Document text:
+ + + + +

Often, when people think of Caribbean cultures, they envision music, food, and fashion. In addition to these aspects of the Caribbean, the founders of The Brooklyn Caribbean Literary Festival (BCLF) wanted to dedicate a platform to recognizing a cultural element that runs through all of them—stories.
The BCLF aims to uphold, enjoy and celebrate Caribbean storytelling and its writers both at home in the region and throughout the diaspora. This unique festival, which began in 2019, explores the rich depth of Caribbean culture and its centuries’-long tradition of storytelling.
BCLF provides a place for storytellers of Caribbean descent to share their own stories and write from the unique lens of that heritage. It has since brought together over 250 writers, publishers and creatives from a community that people have often considered “too small” to impact the literary world.
“We felt like Caribbean stories needed to be celebrated by Caribbean people and for Caribbean people because Caribbean stories have been underplayed, undervalued and underrepresented in the United States,”said Festival Founder and Director, Marsha Massiah-Aaron.
For the Trinidad native, now based in Brooklyn, New York’s second-largest borough was the ideal place for the festival because it’s the epicenter of the Caribbean diaspora.

+ + + + +

Record set:
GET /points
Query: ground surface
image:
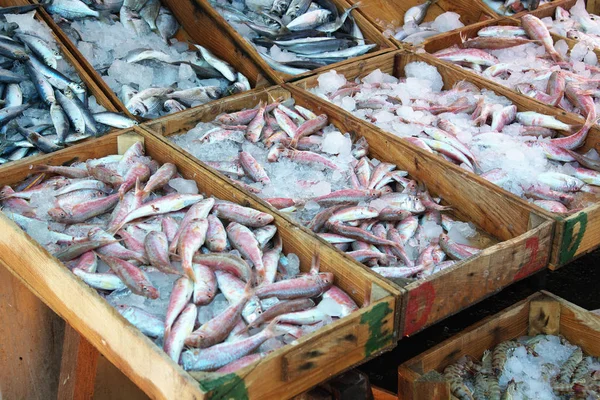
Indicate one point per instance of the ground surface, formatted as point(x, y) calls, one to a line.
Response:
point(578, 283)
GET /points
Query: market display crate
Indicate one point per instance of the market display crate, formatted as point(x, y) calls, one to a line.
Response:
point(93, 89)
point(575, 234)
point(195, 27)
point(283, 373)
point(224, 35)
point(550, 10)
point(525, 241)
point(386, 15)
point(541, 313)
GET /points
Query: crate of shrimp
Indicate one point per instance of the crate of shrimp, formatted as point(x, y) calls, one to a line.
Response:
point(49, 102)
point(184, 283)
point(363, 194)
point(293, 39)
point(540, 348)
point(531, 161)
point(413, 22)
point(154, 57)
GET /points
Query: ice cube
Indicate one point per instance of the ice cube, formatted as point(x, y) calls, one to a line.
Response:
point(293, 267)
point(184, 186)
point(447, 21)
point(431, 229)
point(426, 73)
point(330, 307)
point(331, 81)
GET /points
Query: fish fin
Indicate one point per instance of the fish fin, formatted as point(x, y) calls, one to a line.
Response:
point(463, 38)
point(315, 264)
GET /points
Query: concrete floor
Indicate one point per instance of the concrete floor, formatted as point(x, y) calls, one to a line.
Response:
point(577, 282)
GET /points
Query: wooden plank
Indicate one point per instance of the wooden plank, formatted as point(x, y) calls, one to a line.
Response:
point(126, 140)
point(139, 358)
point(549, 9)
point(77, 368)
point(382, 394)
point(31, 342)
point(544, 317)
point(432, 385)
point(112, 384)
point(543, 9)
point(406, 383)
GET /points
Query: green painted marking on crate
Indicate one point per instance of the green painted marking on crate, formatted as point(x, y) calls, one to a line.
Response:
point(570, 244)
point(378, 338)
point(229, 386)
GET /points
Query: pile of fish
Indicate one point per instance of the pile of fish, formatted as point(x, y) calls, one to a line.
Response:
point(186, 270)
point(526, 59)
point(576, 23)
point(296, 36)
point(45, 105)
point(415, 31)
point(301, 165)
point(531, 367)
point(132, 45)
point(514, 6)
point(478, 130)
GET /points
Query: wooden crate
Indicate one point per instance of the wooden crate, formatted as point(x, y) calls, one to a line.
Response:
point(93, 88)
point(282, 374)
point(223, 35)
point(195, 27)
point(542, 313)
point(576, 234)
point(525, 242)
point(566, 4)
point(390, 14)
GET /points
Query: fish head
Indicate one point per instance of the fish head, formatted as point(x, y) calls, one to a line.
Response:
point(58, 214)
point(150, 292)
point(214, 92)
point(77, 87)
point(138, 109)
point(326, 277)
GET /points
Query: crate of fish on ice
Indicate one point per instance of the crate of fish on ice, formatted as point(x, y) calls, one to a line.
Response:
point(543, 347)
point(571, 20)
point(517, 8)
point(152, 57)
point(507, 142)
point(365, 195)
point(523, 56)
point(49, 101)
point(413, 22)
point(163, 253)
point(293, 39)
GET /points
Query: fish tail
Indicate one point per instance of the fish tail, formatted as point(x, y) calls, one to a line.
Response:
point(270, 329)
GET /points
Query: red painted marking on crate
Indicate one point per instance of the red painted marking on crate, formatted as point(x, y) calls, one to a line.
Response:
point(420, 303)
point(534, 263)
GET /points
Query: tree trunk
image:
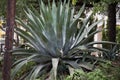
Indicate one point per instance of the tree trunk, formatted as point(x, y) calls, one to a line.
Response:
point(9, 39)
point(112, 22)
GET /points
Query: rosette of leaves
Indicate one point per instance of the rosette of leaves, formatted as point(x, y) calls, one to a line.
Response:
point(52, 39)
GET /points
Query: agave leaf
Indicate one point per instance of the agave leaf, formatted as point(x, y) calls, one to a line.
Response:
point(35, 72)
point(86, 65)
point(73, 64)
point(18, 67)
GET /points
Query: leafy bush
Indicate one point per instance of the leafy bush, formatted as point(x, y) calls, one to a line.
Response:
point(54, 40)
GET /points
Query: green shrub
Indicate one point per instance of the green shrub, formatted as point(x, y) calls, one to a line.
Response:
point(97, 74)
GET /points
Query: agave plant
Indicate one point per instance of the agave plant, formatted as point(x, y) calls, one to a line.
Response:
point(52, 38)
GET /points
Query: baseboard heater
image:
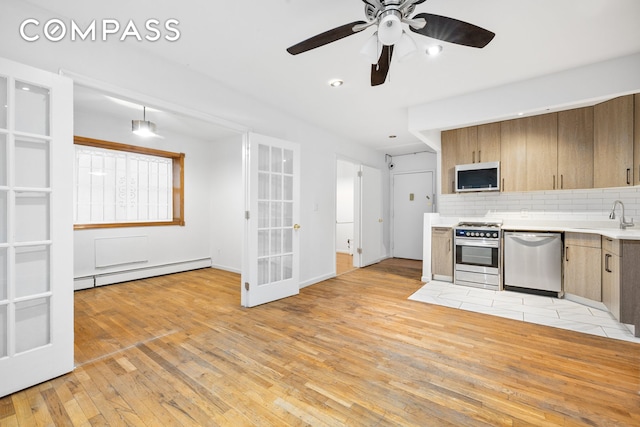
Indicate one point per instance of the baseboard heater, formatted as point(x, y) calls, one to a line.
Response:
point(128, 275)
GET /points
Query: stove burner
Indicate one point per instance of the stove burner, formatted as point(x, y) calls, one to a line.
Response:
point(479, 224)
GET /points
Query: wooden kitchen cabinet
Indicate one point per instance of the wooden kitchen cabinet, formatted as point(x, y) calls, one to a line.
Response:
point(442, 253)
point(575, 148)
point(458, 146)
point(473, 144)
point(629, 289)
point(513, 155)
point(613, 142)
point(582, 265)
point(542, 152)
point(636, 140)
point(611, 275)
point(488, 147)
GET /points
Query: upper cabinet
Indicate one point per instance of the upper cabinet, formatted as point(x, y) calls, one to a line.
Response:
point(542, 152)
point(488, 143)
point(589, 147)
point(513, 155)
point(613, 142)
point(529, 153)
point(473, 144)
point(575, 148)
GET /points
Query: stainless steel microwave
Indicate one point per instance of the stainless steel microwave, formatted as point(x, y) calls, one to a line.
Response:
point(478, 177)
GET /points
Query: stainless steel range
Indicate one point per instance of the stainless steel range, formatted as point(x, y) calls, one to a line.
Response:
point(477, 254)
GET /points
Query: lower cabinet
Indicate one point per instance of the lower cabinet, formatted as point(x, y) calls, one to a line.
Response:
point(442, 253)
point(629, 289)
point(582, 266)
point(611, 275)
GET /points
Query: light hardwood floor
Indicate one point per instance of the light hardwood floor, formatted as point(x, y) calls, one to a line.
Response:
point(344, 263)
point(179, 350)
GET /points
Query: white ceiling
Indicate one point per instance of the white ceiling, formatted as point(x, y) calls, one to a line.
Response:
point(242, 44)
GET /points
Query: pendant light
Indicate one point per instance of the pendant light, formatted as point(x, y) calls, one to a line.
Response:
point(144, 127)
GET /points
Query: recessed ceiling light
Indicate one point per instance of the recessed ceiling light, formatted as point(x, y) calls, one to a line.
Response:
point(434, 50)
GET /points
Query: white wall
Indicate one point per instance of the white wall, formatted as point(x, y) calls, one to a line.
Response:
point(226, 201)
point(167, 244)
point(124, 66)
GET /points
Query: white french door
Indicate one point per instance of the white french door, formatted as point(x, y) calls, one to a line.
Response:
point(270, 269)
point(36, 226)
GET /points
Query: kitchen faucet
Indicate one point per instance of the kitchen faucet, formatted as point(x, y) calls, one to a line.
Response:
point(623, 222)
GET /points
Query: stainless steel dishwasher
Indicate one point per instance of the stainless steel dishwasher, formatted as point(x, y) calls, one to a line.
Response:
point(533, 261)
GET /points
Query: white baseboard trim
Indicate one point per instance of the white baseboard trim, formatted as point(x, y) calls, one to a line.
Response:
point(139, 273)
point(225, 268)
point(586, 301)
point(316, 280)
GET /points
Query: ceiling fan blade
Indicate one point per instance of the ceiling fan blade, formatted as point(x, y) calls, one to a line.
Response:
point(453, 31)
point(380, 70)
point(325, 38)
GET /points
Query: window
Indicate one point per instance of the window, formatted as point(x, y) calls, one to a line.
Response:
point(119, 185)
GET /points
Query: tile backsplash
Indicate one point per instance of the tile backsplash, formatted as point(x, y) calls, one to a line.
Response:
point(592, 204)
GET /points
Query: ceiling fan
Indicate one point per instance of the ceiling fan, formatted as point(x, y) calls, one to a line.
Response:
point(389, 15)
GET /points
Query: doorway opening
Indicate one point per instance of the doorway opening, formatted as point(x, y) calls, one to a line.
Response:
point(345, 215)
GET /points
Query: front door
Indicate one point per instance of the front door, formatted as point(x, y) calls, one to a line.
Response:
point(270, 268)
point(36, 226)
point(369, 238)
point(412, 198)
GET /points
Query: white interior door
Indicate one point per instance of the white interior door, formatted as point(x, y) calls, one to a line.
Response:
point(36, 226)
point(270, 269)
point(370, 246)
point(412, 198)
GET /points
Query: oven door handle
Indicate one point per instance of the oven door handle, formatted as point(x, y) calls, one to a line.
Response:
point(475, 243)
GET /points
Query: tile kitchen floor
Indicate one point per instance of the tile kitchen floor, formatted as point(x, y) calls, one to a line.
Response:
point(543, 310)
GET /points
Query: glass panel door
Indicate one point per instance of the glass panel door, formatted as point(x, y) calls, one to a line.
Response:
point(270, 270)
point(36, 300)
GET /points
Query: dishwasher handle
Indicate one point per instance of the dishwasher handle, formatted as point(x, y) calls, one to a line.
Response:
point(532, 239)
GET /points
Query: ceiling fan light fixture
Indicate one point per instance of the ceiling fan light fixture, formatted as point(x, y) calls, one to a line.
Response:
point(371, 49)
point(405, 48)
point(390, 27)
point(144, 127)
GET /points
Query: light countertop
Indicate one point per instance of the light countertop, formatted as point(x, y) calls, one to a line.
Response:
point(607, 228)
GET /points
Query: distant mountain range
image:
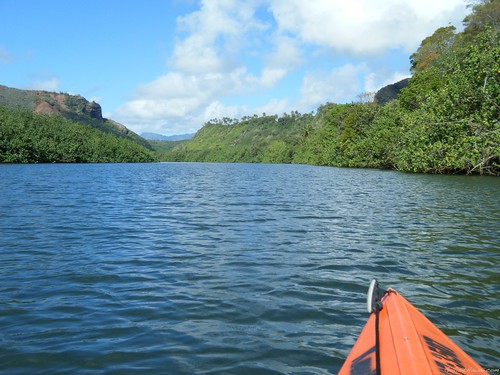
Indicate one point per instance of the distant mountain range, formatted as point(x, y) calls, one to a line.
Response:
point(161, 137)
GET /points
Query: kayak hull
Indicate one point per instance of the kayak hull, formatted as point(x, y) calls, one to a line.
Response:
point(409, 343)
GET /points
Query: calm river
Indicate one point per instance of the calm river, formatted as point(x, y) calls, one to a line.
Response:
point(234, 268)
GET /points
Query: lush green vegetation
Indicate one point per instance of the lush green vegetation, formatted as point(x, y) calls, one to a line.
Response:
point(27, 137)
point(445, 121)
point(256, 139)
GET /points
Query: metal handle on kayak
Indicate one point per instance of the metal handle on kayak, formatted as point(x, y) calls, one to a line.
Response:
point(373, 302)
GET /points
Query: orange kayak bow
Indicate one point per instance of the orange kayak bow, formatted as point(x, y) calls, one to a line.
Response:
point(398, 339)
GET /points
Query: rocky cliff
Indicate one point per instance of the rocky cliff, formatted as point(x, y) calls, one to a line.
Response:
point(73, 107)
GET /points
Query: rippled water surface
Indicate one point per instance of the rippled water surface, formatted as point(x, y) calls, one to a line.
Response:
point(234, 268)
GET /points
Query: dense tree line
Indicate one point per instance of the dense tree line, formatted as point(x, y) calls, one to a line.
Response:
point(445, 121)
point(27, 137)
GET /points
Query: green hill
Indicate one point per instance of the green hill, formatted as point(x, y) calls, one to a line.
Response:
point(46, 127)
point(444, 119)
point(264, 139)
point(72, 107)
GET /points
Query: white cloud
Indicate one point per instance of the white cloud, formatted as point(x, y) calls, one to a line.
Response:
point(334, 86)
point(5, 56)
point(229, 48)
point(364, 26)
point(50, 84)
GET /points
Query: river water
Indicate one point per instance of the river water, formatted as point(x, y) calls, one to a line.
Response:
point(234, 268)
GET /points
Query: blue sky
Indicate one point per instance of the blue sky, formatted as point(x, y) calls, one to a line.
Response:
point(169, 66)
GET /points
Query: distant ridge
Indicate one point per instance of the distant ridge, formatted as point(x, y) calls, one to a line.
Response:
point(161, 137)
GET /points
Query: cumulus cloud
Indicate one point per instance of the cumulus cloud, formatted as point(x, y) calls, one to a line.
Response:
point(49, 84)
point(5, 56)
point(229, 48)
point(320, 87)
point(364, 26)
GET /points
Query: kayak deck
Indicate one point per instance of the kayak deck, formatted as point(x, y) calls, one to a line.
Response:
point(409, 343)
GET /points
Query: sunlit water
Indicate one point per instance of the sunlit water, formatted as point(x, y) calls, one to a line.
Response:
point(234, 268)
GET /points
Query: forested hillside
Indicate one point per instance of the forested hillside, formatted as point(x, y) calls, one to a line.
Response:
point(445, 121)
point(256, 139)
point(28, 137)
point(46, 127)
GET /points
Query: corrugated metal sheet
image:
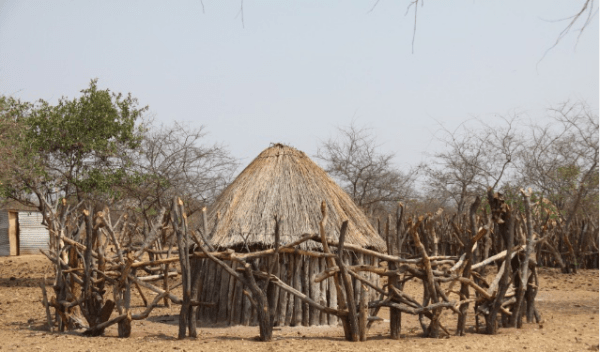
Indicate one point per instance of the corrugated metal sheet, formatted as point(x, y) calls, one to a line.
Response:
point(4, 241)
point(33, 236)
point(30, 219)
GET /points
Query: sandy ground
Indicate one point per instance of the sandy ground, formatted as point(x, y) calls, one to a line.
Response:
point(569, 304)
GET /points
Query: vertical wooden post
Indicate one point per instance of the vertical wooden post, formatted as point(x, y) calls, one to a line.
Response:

+ + + + +

Tasks:
1. According to the text about the Brooklyn Caribbean Literary Festival, in what year did the festival begin?
2. In the text about the Brooklyn Caribbean Literary Festival, the festival's director describes how Caribbean stories have been treated in the United States. List every word she uses for that treatment.
3. Continue the text about the Brooklyn Caribbean Literary Festival from its last sentence.

Answers for this exercise:
1. The festival began in 2019.

2. Underplayed, undervalued, underrepresented

3.
Brooklyn is home to the largest community of people of Caribbean ancestry outside the West Indies. For more than half a century this corner of the city has been a major Caribbean cultural and commercial hub in America. There is no doubt that Caribbean immigrants, whose steady move into this borough over the last six decades, have helped to shape and define it, creating for themselves a version of the islands they left behind in this city that now boasts a district aptly named Little Caribbean.
“There is a stellar lineup of Caribbean greats who have supported the United States development on many different levels–economically, politically, scientifically and more… But we have been under-celebrated in the realm of literature,” Massiah-Aaron told ESSENCE.
“We felt like we were just optimally positioned, optimally placed geographically and historically, to be the place where we started this movement that celebrates and centers Caribbean stories, not as antecedent, not as an ancillary, not as an afterthought, but to create this singular exclusive platform for Caribbean and Caribbean American writers,” she said.
After two years of virtual presentations, due to the COVID-19 pandemic, the 4th annual Brooklyn Caribbean Literary Festival returned to in-person programming from September 9 to 11 under the theme “We Outside!” Over the course of three days at various Brooklyn venues, including The Center For Fiction and The Rogers Garden, Caribbean writers and their works were promoted and celebrated.
One of this year’s main attractions was the New York City book launch of “King of Soca—The Biography of Machel Montano.” The book, penned by the soca singer’s mother, Elizabeth ‘Lady’ Montano, chronicles the rise to fame of one of the genre’s biggest stars, as he celebrates 40 years in music, a story previously featured by ESSENCE.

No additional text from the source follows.